**Exercise instructions:** Reproduce every line of the records below verbatim, with no changes.

**Supplied data:**
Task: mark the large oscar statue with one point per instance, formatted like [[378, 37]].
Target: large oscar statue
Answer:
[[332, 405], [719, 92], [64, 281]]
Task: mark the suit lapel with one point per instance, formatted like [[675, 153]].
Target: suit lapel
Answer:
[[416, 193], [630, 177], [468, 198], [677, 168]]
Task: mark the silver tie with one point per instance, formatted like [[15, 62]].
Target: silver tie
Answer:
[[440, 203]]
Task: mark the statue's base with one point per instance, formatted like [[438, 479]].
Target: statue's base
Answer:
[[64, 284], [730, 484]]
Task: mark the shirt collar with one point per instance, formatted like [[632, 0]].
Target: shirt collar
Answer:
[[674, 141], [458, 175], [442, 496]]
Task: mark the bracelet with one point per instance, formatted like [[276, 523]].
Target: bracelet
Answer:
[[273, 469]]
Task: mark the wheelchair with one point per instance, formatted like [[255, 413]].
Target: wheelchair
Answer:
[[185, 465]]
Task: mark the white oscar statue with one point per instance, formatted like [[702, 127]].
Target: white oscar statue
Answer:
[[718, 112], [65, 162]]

**Reply:**
Task: mark the large oscar statue with one point per instance, formatted like [[378, 37]].
Target: large oscar statue
Answer:
[[332, 405], [719, 92], [64, 281]]
Task: mark the suit lapel with one point per instance, formatted like [[675, 153]].
Target: suit lapel
Answer:
[[416, 193], [630, 177], [468, 198], [677, 168]]
Task: mark the silver tie with one point per instance, formatted like [[15, 62]].
Target: silver tie
Answer:
[[440, 203]]
Task: mark the statue's base with one point per instance, formatted like [[438, 479]].
Target: statue's base
Answer:
[[64, 284], [730, 484]]
Task: mark the shirt collar with one point per instance, formatted like [[632, 0]].
Target: shirt collar
Answer:
[[674, 141], [458, 175], [442, 496]]
Task: mark the bracelet with one point per instance, formatted like [[276, 523]].
Target: bracelet
Answer:
[[273, 469]]
Task: mark the wheelchair with one point per instance, formatted like [[255, 413]].
Target: wheelchair
Answer:
[[185, 465]]
Task: mark the white oscar statue with one point per instance, formatted like [[702, 127]].
Target: white oscar statue
Answer:
[[718, 112], [65, 162]]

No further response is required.